Monday, October 27, 2008

Join the Conversation

Life changes. So do traditions. Even when we're not ready.

"Re-traditioning" is about finding necessary new traditions.

Everyone tweaks holiday traditions. We find better recipes, include someone new, maybe update linens.

Re-traditioning is about something bigger.

A move, a marriage, a new baby, an aging parent, a divorce, a death, even the sale of Grandma's house can drastically change the kinds of things you do to celebrate a holiday, where you celebrate it, and who celebrate with you.

A woman going through an unexpected divorce told me over the weekend that she's facing the upcoming holidays with concern, a little dread. She's spent the last two decades celebrating holidays with her husband and children. Family dynamics have changed. What now, she wonders. Will she be alone?

Right now, I'm helping my family re-tradition Thanksgiving. I'll be talking about that in the early days of this blog. But that's just one family's re-tradition journey, a story about one particular holiday.

I've re-traditioned before, and I've published a how-to article in The Washington Post. But it's been a while.

Are you re-traditioning? Let us know what's up and how you're handling it. When you find internet resources, let us know. I'll be adding links in the sidebar as I find them, too.

Did you change traditions previously? Share the lessons learned, surprises found.

Maybe you just want to jump in because you know what many of us already know -- one day you'll have to re-tradition, too. Or you might need to help someone forced to make changes.

A man in his 80's just moved 2000 miles to an assisted-living facility in California, near his adult daughters. The daughters assumed their father would meld into their combined Thanksgiving. Guess what? Dad wants to do something at his new place, too. What and how? He hasn't figured that out yet. But he's working on it. And so are his daughters.

Traditions are important. It doesn't matter if they're Thanksgiving and Christmas family traditions, or about birthdays or any other important day. They're your way of doing things.

**The task**. Can you reproduce the blog post on re-traditioning in full, word for word? The lines that come next are not connected to the blog post above.

**Data shown**.
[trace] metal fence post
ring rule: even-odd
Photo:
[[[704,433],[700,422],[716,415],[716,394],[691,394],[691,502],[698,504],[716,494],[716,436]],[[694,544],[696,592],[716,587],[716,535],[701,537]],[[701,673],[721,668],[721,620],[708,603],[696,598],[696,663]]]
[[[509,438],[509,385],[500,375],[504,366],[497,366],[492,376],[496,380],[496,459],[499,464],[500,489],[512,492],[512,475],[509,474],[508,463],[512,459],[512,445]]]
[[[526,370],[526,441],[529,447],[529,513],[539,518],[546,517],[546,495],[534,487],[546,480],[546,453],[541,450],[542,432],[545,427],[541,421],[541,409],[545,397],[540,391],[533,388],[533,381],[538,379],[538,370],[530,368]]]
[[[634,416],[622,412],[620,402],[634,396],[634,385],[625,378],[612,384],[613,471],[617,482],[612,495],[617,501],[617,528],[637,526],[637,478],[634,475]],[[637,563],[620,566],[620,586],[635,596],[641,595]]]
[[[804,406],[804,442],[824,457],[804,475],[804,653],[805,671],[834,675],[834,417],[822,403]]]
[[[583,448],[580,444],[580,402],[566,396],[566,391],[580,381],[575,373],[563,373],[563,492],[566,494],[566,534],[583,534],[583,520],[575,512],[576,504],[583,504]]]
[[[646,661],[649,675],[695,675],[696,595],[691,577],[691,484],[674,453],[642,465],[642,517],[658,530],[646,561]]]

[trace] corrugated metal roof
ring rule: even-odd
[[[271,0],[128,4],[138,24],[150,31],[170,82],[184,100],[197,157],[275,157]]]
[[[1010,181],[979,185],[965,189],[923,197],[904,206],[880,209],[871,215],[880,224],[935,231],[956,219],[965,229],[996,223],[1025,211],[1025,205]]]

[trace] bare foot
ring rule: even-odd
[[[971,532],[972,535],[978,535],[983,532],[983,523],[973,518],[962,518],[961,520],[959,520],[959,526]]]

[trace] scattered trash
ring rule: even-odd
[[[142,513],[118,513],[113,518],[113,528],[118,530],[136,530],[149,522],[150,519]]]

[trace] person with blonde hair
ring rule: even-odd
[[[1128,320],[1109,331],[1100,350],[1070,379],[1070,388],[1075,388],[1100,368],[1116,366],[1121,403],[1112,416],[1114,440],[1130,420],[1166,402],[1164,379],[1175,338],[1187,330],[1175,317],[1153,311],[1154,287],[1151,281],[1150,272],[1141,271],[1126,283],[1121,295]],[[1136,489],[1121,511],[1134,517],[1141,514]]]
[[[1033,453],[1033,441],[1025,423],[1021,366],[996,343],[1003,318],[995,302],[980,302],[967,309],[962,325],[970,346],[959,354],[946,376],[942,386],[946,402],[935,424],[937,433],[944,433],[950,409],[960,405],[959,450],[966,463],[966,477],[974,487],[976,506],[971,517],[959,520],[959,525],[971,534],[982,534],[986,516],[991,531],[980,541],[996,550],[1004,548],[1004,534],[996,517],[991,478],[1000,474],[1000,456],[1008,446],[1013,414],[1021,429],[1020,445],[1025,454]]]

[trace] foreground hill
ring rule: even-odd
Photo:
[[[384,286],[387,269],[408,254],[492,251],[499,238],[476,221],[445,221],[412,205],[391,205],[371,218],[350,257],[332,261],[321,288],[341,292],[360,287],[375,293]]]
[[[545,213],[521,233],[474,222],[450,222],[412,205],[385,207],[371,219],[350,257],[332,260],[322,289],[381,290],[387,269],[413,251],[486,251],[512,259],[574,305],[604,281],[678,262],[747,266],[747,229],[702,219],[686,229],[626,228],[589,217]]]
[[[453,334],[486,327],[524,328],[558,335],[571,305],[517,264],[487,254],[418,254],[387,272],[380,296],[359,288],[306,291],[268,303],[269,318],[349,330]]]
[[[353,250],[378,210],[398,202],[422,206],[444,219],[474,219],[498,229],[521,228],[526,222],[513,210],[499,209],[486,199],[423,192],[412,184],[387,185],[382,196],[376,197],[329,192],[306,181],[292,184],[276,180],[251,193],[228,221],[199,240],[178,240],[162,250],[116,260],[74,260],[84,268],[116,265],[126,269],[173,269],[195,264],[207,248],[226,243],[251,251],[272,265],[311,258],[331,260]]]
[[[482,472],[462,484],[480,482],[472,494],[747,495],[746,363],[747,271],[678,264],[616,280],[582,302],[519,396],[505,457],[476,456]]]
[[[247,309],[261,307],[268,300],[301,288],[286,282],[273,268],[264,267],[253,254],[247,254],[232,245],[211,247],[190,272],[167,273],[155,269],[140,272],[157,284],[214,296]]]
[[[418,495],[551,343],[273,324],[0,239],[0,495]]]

**Answer to the exercise**.
Monday, October 27, 2008

Join the Conversation

Life changes. So do traditions. Even when we're not ready.

"Re-traditioning" is about finding necessary new traditions.

Everyone tweaks holiday traditions. We find better recipes, include someone new, maybe update linens.

Re-traditioning is about something bigger.

A move, a marriage, a new baby, an aging parent, a divorce, a death, even the sale of Grandma's house can drastically change the kinds of things you do to celebrate a holiday, where you celebrate it, and who celebrate with you.

A woman going through an unexpected divorce told me over the weekend that she's facing the upcoming holidays with concern, a little dread. She's spent the last two decades celebrating holidays with her husband and children. Family dynamics have changed. What now, she wonders. Will she be alone?

Right now, I'm helping my family re-tradition Thanksgiving. I'll be talking about that in the early days of this blog. But that's just one family's re-tradition journey, a story about one particular holiday.

I've re-traditioned before, and I've published a how-to article in The Washington Post. But it's been a while.

Are you re-traditioning? Let us know what's up and how you're handling it. When you find internet resources, let us know. I'll be adding links in the sidebar as I find them, too.

Did you change traditions previously? Share the lessons learned, surprises found.

Maybe you just want to jump in because you know what many of us already know -- one day you'll have to re-tradition, too. Or you might need to help someone forced to make changes.

A man in his 80's just moved 2000 miles to an assisted-living facility in California, near his adult daughters. The daughters assumed their father would meld into their combined Thanksgiving. Guess what? Dad wants to do something at his new place, too. What and how? He hasn't figured that out yet. But he's working on it. And so are his daughters.

Traditions are important. It doesn't matter if they're Thanksgiving and Christmas family traditions, or about birthdays or any other important day. They're your way of doing things.